### Your task
Go through the data and copy each line where the word "frozen" shows up.

### Material shown
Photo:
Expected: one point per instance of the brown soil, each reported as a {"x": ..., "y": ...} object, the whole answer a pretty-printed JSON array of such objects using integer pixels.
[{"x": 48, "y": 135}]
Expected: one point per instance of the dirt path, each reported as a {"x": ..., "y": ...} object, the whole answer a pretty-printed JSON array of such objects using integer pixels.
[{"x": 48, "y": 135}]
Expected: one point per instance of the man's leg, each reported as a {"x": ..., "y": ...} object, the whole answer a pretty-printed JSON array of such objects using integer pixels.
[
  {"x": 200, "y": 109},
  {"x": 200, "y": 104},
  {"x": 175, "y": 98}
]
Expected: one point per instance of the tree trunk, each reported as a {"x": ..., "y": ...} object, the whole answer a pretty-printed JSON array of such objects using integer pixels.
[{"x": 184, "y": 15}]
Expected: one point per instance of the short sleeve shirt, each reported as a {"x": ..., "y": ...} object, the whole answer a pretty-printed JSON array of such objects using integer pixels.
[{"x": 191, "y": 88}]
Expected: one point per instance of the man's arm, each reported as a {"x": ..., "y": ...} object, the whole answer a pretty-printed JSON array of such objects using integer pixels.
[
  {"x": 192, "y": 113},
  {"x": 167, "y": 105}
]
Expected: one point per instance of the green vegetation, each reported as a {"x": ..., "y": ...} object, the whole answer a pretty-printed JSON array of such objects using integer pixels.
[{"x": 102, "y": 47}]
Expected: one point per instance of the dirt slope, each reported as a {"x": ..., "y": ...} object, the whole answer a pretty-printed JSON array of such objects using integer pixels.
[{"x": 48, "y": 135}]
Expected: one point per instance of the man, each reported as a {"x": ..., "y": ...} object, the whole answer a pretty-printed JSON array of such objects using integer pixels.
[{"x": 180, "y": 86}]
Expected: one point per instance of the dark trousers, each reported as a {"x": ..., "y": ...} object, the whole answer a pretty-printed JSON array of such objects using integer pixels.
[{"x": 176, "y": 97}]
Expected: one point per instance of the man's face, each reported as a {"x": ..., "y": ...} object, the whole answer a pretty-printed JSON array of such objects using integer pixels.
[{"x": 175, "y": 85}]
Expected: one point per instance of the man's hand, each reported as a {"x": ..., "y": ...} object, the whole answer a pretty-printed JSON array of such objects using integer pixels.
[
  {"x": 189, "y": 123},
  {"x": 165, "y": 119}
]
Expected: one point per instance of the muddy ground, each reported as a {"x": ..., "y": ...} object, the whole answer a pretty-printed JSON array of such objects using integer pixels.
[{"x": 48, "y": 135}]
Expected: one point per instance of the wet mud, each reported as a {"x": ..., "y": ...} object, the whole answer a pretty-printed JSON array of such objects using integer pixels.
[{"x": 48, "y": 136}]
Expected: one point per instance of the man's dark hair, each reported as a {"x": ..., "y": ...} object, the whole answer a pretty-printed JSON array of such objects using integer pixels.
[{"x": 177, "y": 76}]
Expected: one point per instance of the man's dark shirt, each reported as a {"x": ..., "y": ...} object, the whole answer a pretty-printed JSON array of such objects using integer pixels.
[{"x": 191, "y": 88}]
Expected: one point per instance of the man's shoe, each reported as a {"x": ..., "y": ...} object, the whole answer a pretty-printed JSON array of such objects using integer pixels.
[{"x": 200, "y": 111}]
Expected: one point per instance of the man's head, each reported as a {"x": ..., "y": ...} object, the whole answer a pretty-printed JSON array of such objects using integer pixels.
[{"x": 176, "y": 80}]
...
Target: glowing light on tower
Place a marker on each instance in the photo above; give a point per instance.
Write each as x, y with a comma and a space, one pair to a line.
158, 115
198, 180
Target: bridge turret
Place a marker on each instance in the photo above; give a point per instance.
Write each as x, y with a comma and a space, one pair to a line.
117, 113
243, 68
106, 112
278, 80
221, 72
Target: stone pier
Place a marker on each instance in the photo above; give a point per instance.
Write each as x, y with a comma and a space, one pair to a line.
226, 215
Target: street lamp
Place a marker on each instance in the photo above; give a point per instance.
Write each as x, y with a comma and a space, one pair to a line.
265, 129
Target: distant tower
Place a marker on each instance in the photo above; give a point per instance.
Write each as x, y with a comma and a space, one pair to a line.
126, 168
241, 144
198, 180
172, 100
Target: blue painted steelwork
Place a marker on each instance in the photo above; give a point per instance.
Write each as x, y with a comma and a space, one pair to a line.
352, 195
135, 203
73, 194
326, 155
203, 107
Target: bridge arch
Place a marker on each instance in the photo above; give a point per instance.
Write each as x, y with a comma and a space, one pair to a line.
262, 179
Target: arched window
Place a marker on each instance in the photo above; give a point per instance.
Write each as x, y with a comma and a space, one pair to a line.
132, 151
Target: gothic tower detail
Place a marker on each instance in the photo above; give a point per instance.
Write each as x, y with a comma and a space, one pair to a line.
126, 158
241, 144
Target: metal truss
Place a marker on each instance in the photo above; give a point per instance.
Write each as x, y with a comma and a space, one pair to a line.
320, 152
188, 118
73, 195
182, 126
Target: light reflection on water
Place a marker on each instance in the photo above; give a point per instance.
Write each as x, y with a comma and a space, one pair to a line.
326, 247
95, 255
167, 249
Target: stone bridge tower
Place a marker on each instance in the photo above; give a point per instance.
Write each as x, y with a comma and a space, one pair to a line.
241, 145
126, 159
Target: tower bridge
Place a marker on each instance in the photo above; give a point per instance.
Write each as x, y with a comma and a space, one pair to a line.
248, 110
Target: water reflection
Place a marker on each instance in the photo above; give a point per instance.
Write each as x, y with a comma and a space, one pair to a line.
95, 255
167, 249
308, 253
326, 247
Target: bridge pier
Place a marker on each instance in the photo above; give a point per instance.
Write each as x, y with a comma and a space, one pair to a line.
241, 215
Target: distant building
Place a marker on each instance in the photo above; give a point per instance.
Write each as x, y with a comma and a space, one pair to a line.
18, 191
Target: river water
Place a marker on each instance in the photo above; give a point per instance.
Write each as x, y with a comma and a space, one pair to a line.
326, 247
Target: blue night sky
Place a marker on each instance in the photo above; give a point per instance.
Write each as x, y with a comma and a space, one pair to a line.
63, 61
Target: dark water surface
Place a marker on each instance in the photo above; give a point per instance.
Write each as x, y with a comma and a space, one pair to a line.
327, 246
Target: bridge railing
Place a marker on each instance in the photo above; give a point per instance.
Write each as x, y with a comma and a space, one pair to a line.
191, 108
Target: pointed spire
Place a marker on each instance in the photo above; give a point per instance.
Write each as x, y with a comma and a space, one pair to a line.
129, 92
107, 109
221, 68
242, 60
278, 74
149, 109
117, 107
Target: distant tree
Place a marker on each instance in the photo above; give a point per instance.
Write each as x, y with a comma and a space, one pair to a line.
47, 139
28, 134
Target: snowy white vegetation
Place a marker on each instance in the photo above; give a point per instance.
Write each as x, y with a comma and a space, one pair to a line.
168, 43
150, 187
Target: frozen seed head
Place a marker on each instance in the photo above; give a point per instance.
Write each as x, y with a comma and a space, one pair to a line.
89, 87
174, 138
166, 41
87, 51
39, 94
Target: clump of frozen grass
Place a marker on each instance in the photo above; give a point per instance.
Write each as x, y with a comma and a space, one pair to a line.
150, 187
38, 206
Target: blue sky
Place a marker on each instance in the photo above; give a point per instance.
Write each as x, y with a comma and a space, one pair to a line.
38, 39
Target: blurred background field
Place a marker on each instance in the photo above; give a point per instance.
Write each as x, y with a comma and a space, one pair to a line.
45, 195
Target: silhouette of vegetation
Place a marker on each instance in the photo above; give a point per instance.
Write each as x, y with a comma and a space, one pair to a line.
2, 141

### Exercise output
Target: frozen seed head
Target: clump of frozen grass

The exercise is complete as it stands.